• _YOUR GOAL_
Please return all of the data below verbatim, leaving the pictures out of your answer.

[Position identification data]
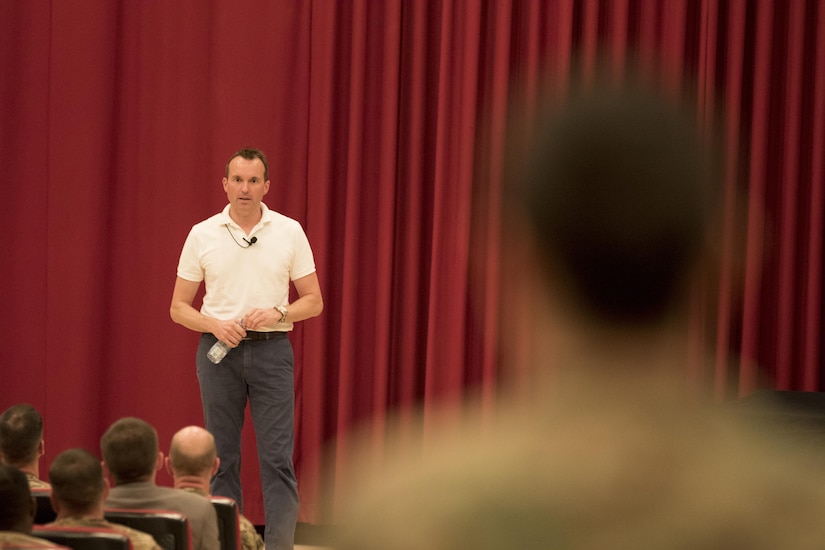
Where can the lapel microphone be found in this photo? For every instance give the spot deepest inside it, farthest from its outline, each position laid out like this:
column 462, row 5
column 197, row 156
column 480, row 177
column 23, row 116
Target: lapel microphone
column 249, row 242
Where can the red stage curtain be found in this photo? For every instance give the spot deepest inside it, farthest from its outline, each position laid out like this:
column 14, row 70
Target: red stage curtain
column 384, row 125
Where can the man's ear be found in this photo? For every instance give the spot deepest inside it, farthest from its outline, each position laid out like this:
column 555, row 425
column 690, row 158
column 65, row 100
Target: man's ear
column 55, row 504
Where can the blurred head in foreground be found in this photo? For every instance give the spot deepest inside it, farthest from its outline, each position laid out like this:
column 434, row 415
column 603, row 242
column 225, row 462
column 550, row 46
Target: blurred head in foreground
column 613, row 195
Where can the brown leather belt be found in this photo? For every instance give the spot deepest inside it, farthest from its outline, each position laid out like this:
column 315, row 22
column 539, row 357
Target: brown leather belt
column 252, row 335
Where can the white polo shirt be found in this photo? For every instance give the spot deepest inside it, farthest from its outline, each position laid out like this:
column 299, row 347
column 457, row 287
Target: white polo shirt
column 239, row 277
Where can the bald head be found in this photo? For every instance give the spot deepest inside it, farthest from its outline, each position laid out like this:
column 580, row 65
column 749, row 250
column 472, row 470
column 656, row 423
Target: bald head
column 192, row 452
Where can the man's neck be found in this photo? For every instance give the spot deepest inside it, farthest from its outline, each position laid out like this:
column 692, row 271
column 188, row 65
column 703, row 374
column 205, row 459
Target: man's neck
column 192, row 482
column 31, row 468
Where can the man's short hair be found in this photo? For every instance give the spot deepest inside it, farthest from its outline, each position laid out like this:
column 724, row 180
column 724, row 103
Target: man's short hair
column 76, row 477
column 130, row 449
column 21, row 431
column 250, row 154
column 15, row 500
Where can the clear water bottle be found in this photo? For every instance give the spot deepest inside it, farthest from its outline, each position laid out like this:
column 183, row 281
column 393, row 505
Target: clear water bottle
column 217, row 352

• _EXPECTED ANSWER_
Where can the lapel microphone be found in this photo? For every instance give the spot deepest inside it, farthest from its outline, each position laid out like this:
column 462, row 5
column 197, row 156
column 480, row 177
column 23, row 116
Target: lapel microphone
column 249, row 242
Where can the red stage curtain be found in this photo? For every instance give the spot deepest inside it, farthest from its outline, each position laid out like this:
column 14, row 70
Target: red stage curtain
column 384, row 125
Where can the man's ear be found in this photo? For every instance give the spot deepest inside it, farthest from its outline, each position laid out like this:
column 555, row 425
column 690, row 158
column 65, row 100
Target: man's ear
column 55, row 504
Where can the blurred head in foreground be found in this photo? For every instance give the spot deepest inside it, farthest from its outline, each position laid out like this:
column 434, row 415
column 603, row 242
column 225, row 462
column 550, row 46
Target: blurred head in foreground
column 613, row 195
Where can the brown leather belt be found in this photo? For every instance give the spot deepest inside it, farthest from its outline, each position laid out like this:
column 315, row 22
column 539, row 357
Target: brown leather belt
column 252, row 335
Where can the white polo shirt be found in this photo? For every instance give the spot deepest inside it, farthest from its outline, each position laid out like this:
column 299, row 347
column 457, row 287
Target: white polo shirt
column 239, row 277
Where can the bald head be found in this photo? For every instance give the spot deepest inside it, farthest from its outline, each position laid out like this:
column 580, row 65
column 749, row 250
column 472, row 470
column 656, row 423
Target: bald head
column 192, row 452
Where can the man's neck be found in this photo? For every instance give the spot deepest inside it, farthest from its outline, each position laid out like this:
column 692, row 271
column 188, row 65
column 703, row 374
column 205, row 459
Target: man's neck
column 192, row 482
column 31, row 468
Where can the man's short hair be found in this photo? For every instance give the spot deepest inside it, farthest from its outline, each position laid out like this:
column 724, row 180
column 724, row 103
Target: man's short hair
column 76, row 477
column 130, row 449
column 21, row 431
column 250, row 154
column 15, row 500
Where can the clear water bottle be found in this photo? For every instance give the spot deepest inside it, farthest from its outline, each position laid out like this:
column 183, row 281
column 393, row 505
Target: clear water bottle
column 217, row 352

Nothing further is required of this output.